Data records START
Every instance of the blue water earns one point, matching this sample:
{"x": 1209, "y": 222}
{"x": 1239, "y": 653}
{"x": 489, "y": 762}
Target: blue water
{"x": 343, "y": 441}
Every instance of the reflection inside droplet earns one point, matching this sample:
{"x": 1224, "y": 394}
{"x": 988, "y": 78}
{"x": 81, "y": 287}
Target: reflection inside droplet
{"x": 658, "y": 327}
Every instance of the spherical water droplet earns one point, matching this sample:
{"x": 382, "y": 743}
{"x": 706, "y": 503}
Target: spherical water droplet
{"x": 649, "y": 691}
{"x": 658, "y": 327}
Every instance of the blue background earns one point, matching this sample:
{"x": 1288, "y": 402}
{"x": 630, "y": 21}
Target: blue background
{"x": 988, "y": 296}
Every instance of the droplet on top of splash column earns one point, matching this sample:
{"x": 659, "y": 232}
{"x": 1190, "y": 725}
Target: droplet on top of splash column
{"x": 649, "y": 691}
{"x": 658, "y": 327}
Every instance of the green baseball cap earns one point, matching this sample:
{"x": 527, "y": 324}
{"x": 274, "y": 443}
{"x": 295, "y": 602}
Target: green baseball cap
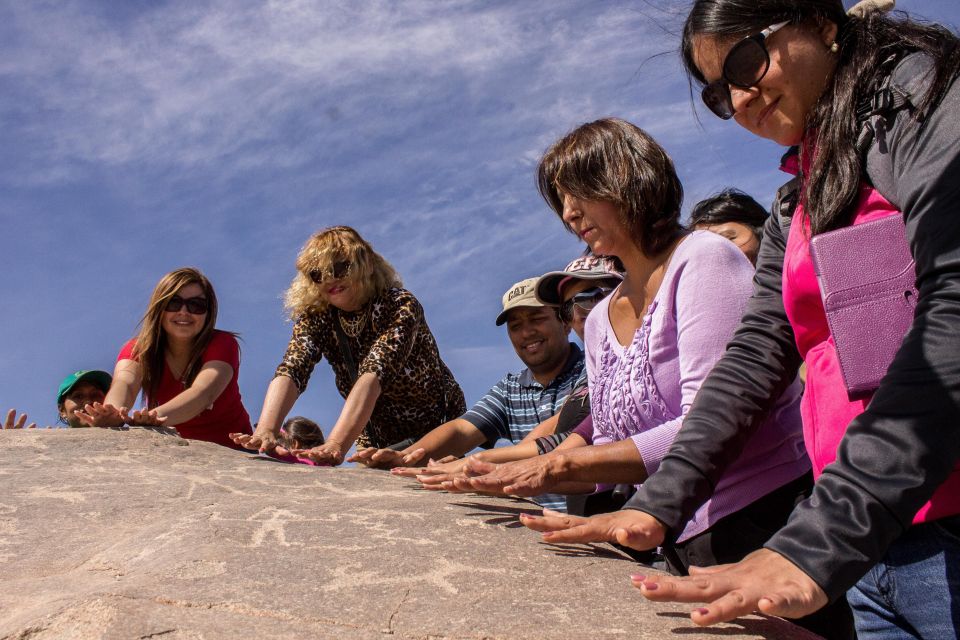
{"x": 100, "y": 379}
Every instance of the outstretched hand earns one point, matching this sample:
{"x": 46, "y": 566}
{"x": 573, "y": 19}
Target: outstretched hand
{"x": 443, "y": 467}
{"x": 263, "y": 441}
{"x": 629, "y": 527}
{"x": 105, "y": 416}
{"x": 764, "y": 581}
{"x": 12, "y": 422}
{"x": 526, "y": 478}
{"x": 328, "y": 454}
{"x": 386, "y": 458}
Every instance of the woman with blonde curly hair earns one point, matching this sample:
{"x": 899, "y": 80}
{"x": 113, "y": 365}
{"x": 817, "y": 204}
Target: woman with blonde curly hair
{"x": 348, "y": 306}
{"x": 185, "y": 366}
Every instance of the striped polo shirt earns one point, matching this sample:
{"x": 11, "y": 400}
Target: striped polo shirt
{"x": 518, "y": 403}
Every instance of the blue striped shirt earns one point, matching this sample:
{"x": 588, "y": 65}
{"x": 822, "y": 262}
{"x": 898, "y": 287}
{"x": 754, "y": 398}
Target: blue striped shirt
{"x": 518, "y": 403}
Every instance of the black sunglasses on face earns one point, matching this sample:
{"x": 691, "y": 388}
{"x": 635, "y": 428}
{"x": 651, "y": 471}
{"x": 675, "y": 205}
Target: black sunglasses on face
{"x": 745, "y": 65}
{"x": 196, "y": 306}
{"x": 585, "y": 301}
{"x": 338, "y": 271}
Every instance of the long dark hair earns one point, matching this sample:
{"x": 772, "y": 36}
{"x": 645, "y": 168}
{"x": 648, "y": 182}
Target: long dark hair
{"x": 612, "y": 160}
{"x": 865, "y": 44}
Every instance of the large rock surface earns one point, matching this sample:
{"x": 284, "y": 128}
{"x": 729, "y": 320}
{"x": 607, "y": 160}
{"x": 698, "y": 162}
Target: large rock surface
{"x": 136, "y": 534}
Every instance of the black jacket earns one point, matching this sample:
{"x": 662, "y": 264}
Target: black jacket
{"x": 895, "y": 454}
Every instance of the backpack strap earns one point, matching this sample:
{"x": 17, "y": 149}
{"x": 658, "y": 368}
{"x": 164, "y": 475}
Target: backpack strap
{"x": 874, "y": 114}
{"x": 876, "y": 109}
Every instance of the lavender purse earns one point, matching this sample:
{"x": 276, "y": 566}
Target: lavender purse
{"x": 867, "y": 282}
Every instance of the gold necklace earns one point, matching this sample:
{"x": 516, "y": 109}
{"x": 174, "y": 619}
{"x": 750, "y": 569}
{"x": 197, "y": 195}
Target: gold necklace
{"x": 353, "y": 326}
Data records END
• [Exercise]
Omit all pictures while transcribing the entries verbatim.

• [Reply to the exercise]
Every instance of the blue water earns one point, matching this sample:
{"x": 1209, "y": 222}
{"x": 1239, "y": 653}
{"x": 489, "y": 762}
Target: blue water
{"x": 343, "y": 441}
Every instance of the reflection inside droplet earns one point, matching this sample:
{"x": 1224, "y": 394}
{"x": 988, "y": 78}
{"x": 81, "y": 287}
Target: reflection inside droplet
{"x": 658, "y": 327}
Every instance of the spherical water droplet earns one point, matching this sample:
{"x": 382, "y": 743}
{"x": 706, "y": 503}
Target: spherical water droplet
{"x": 649, "y": 691}
{"x": 658, "y": 327}
Every instance of the blue background earns one point, matching this sample:
{"x": 1288, "y": 402}
{"x": 630, "y": 21}
Target: blue background
{"x": 988, "y": 296}
Every instance of the droplet on top of splash column earns one point, matching this sample:
{"x": 659, "y": 232}
{"x": 1190, "y": 725}
Target: droplet on top of splash column
{"x": 649, "y": 691}
{"x": 658, "y": 327}
Every instance of the green baseball cap earns one point, matching this sample:
{"x": 527, "y": 324}
{"x": 274, "y": 443}
{"x": 295, "y": 602}
Target: green baseball cap
{"x": 100, "y": 379}
Every instance of the outstretched hand earns one point, matching this sample:
{"x": 46, "y": 566}
{"x": 573, "y": 19}
Target: outstretched hand
{"x": 443, "y": 467}
{"x": 263, "y": 441}
{"x": 629, "y": 527}
{"x": 105, "y": 416}
{"x": 764, "y": 581}
{"x": 12, "y": 422}
{"x": 526, "y": 478}
{"x": 328, "y": 454}
{"x": 386, "y": 458}
Every instance of the woman with blonde curly hair earns one point, matching this sample:
{"x": 899, "y": 80}
{"x": 113, "y": 365}
{"x": 817, "y": 204}
Target: woman with blonde curly hair
{"x": 348, "y": 306}
{"x": 185, "y": 366}
Every instance of the striped polo shirt earns one point, matching this sample:
{"x": 11, "y": 400}
Target: striped polo shirt
{"x": 518, "y": 403}
Every instance of the blue striped shirt earns one point, matching this sample:
{"x": 588, "y": 65}
{"x": 822, "y": 262}
{"x": 898, "y": 287}
{"x": 754, "y": 398}
Target: blue striped shirt
{"x": 518, "y": 403}
Every instance of the black sunglasses on face earns one point, matching this sample:
{"x": 691, "y": 388}
{"x": 635, "y": 428}
{"x": 651, "y": 471}
{"x": 675, "y": 205}
Target: black sunglasses on face
{"x": 745, "y": 65}
{"x": 196, "y": 306}
{"x": 585, "y": 301}
{"x": 338, "y": 271}
Every instance of the long dark hair earns one point, matching this sample:
{"x": 772, "y": 36}
{"x": 645, "y": 168}
{"x": 648, "y": 182}
Target: long dark hair
{"x": 612, "y": 160}
{"x": 865, "y": 44}
Every instance of the large rock surface earns one point, matching this sample:
{"x": 284, "y": 128}
{"x": 729, "y": 320}
{"x": 607, "y": 160}
{"x": 698, "y": 162}
Target: large rock surface
{"x": 136, "y": 534}
Every instance of the black jacket earns one point, matching this sample:
{"x": 662, "y": 264}
Target: black jacket
{"x": 895, "y": 454}
Every instance of the backpack strap earns one point, matching this sample:
{"x": 17, "y": 149}
{"x": 658, "y": 368}
{"x": 164, "y": 475}
Target: backpack strap
{"x": 874, "y": 114}
{"x": 876, "y": 109}
Every instance of the lavender purse earns one point, matching this sample:
{"x": 276, "y": 566}
Target: lavender purse
{"x": 867, "y": 282}
Every instance of the gold necklace earns one point, matching this sample:
{"x": 516, "y": 109}
{"x": 174, "y": 619}
{"x": 750, "y": 569}
{"x": 197, "y": 195}
Target: gold necklace
{"x": 353, "y": 326}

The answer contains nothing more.